DESCRIPTION OF THE TASK
Within the records below, repeat each line exactly but keep every picture out of the copy.

RECORD EXTRACTS
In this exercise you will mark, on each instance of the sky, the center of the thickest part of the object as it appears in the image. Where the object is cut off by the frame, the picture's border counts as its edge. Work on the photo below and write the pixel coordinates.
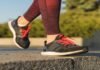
(11, 9)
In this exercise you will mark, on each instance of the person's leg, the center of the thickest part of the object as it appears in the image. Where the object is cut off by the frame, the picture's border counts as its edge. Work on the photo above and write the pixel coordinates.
(30, 14)
(20, 27)
(56, 44)
(50, 10)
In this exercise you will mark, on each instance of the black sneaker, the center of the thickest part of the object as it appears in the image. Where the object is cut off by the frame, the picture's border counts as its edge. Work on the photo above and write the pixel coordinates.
(62, 46)
(20, 34)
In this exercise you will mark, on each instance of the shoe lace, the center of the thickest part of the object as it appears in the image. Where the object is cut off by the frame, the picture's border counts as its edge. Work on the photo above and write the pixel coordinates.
(65, 40)
(25, 31)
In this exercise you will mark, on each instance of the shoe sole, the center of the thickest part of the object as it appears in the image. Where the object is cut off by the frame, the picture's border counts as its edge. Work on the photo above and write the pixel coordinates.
(14, 34)
(64, 53)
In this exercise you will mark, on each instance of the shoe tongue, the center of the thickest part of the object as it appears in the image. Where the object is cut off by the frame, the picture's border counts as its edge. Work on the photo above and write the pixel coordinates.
(59, 37)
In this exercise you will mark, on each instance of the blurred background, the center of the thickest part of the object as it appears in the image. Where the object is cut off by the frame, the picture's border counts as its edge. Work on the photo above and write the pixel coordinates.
(78, 18)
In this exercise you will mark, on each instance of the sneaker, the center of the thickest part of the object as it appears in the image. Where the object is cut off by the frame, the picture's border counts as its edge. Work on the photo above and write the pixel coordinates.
(20, 34)
(62, 46)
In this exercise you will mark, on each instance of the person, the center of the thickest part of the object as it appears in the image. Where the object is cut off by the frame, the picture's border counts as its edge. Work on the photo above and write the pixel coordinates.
(56, 43)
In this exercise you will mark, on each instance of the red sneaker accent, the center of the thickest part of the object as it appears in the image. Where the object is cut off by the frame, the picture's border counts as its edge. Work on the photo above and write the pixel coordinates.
(65, 40)
(25, 32)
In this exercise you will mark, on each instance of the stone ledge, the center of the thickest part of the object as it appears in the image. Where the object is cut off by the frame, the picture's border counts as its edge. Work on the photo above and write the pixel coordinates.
(32, 60)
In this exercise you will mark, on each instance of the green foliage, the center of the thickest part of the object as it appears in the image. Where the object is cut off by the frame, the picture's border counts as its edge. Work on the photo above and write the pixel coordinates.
(4, 30)
(83, 25)
(81, 19)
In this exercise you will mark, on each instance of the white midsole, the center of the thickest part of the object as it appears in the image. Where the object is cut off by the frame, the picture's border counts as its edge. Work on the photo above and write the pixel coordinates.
(61, 53)
(14, 34)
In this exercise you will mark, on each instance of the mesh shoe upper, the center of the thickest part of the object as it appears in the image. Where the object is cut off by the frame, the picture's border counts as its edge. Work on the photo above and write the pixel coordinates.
(20, 34)
(62, 44)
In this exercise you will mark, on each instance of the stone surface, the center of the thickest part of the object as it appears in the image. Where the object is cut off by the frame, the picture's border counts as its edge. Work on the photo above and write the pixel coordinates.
(30, 59)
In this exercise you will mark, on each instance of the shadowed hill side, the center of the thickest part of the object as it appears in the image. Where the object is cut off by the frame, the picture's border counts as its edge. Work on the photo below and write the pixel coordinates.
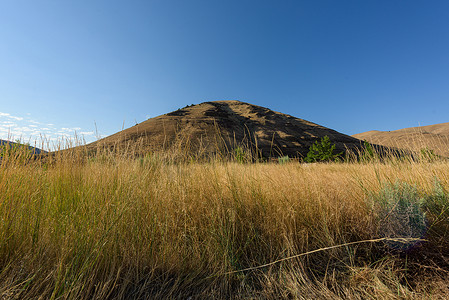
(432, 137)
(219, 126)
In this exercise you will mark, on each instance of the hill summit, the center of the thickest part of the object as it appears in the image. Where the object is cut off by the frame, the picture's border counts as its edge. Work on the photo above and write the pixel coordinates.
(216, 126)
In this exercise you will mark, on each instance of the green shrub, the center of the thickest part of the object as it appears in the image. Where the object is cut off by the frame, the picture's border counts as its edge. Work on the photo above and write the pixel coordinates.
(322, 151)
(283, 160)
(401, 213)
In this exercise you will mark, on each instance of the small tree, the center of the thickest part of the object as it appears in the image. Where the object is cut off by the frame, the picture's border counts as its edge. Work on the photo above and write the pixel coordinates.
(322, 151)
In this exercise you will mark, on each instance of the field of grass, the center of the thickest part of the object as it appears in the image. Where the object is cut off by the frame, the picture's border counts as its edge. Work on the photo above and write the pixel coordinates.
(114, 227)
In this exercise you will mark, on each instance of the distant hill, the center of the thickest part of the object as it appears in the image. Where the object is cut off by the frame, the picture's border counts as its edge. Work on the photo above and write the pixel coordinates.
(223, 125)
(13, 144)
(434, 137)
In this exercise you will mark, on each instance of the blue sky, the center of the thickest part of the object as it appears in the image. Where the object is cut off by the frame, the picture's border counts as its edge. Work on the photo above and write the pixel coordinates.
(352, 66)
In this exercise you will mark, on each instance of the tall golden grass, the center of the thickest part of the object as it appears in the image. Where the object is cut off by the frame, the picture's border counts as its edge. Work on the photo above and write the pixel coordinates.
(114, 226)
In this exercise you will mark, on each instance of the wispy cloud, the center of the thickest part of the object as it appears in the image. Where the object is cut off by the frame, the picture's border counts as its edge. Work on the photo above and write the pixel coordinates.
(30, 130)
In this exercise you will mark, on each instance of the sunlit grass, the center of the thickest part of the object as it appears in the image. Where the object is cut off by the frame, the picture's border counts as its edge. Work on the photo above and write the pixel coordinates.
(112, 226)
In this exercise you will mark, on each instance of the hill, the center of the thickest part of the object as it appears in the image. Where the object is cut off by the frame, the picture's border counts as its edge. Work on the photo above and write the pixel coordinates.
(434, 137)
(34, 150)
(221, 126)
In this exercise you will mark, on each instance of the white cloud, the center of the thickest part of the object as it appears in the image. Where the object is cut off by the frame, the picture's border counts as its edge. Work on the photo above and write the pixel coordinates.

TASK OUTPUT
In this exercise you will mark, on each instance of the sky, the center of the thickest part of the object as it appears in the image. Where the object is cut off by the frame, the picture's border counts as its edge. Work on the photo below and write the pixel coordinates.
(11, 9)
In this exercise you will mark, on each instance of the person's leg, the center of the thickest part of the object as it appears in the image. Where the object is cut off by the frame, the picture's border counts as its edge. Work on the photo above and write the pixel coordinates.
(30, 14)
(20, 27)
(56, 44)
(50, 10)
In this exercise you will mark, on each instance of the black sneaker, the center of the thickest part of the object as it appears in the image. Where the object is cut off by the frame, the picture's border counts as its edge. Work on the photo above and write the pixel coordinates.
(62, 46)
(20, 34)
In this exercise you will mark, on each instance of the shoe lace, the center of the thickest part of the object as it appears in the image. Where the object is cut off by the frame, the picture's border counts as its edge. Work on the photo above and write the pixel coordinates.
(65, 40)
(25, 31)
In this exercise you will mark, on each instance of the shoe sole, the center of the thickest part of the object as it appears in the image. Where the object is cut off by the frame, the picture's border counts as its edge. Work on the photo above and write the pixel coordinates.
(14, 34)
(64, 53)
In this exercise you will mark, on each instance of the shoe tongue, the center of the thickest part of the object as it appears in the image. Where the object is cut off by the frame, the picture's border counts as its edge. Work on the photo above and write the pixel coordinates.
(59, 37)
In this exercise you will mark, on each instance of the blurred background, the center of the thickest part of the object as it appears in the image. Where the object is cut off by the frame, the picture's border counts as its edge. Work on the photo above and write the pixel coordinates.
(78, 18)
In this exercise you will mark, on each instance of the sneaker, the center of the thickest part of the object as it appears in the image. Where the object is cut off by the frame, the picture's border counts as its edge. Work on the photo above and write the pixel coordinates.
(20, 34)
(62, 46)
In this exercise you will mark, on each instance of the person, the center of the thickest part of the object as it appears in the image. Where the object is cut off by the frame, the picture's border counts as its edge. Work on the photo above and write the pixel coordinates.
(56, 43)
In this exercise you will mark, on each instance of the red sneaker accent, the center of the thickest part of the object as it appears in the image. Where the object is cut off by the frame, the picture's border counts as its edge. Work on the photo above and write the pixel coordinates.
(65, 40)
(25, 32)
In this exercise you will mark, on each instance of the stone ledge, the center of the thickest part of the object as it appears in the image. Where the object is cut off by the frame, the picture's border counts as its edge. Work on the photo above and write the pixel coordinates.
(32, 60)
In this exercise you will mark, on each instance of the green foliage, the center of the thickest part of the object as it appears in the image. Where the object is cut off by the frame, the picture's border counts as its edge. Work on the photo above and write the pixel coordinates.
(4, 30)
(83, 25)
(81, 19)
In this exercise you will mark, on each instance of the white midsole, the center of the thickest part of the object as it appears in the image. Where the object is cut off by the frame, the picture's border counts as its edge. Work on the photo above and write the pixel coordinates.
(61, 53)
(14, 34)
In this exercise you will mark, on each instance of the mesh shoe upper, the center of the thickest part of the object as it appears in the image. Where the object is cut off by the frame, the picture's border counts as its edge. Work on the photo above and write the pixel coordinates.
(20, 34)
(62, 44)
In this exercise you will mark, on each instance of the stone surface, the center of the thickest part of the object as it appears in the image. Where the object is cut off by the frame, the picture's border counts as its edge. Work on the photo above and write the pixel coordinates.
(30, 59)
In this exercise you will mark, on each instance of the shadowed hill side, the center of the thickest part of the object as it appears in the image. Where the object is cut off by the frame, the picture's border counts as its edge. Work on the photo below and write the pixel coordinates.
(432, 137)
(219, 126)
In this exercise you will mark, on each instance of the hill summit, the center of the thickest part of the object as it appears in the image. Where the object is cut off by the frame, the picture's border counts as its edge. Work on the photo above and write the pixel coordinates.
(216, 126)
In this exercise you will mark, on each instance of the green shrub, the center of the thickest part of the object as it appears in the image. Where the object is cut off by the frame, the picture's border counts as its edge. Work on the photo above and write the pixel coordinates.
(322, 151)
(283, 160)
(401, 213)
In this exercise you will mark, on each instance of the small tree, the center of the thickest part of the object as it appears in the image. Where the object is cut off by the frame, the picture's border counts as its edge. Work on the photo above and write the pixel coordinates.
(322, 151)
In this exercise you will mark, on each instance of the field of grass, the center of the thickest part of the object as it appears in the image. Where the object is cut off by the frame, the picture's border counts as its edge. Work on the photo above and write the pixel coordinates.
(114, 227)
In this exercise you will mark, on each instance of the distant hill, the center of the thickest part of the object as it appears in the image. Where the object is cut off by the frame, the picture's border counts as its edge. Work on the photo above and write the pixel coordinates.
(223, 125)
(13, 144)
(434, 137)
In this exercise you will mark, on each instance of the blue sky, the center of the thickest part of the object as it appears in the image. Where the object is cut off by the frame, the picture's border counts as its edge. Work on the photo above and write the pixel coordinates.
(352, 66)
In this exercise you will mark, on each instance of the tall golden grass, the center of the thickest part of the object as it appears in the image. Where the object is cut off by the frame, the picture's border counts as its edge. Work on the photo above and write the pixel coordinates.
(114, 226)
In this exercise you will mark, on each instance of the wispy cloud, the center of the thickest part of the object as it appears in the image. Where the object is cut off by the frame, the picture's border counts as its edge. Work on the photo above and write the pixel coordinates.
(30, 130)
In this exercise you will mark, on each instance of the sunlit grass, the center of the thickest part of the object as it appears in the image. Where the object is cut off by the frame, the picture's border counts as its edge. Work on the photo above and write the pixel coordinates.
(112, 226)
In this exercise you will mark, on each instance of the hill, the center of the thickest part of the object as it appears in the image. Where the object is cut off by the frame, the picture's border counts as its edge. Work on the photo above and write the pixel coordinates.
(434, 137)
(34, 150)
(221, 126)
In this exercise you will mark, on each instance of the white cloud, the center of the thickest part of the object as it appears in the image. Where the object is cut off by the frame, the picture's border counts as its edge. Work on the photo above and write the pixel coordinates.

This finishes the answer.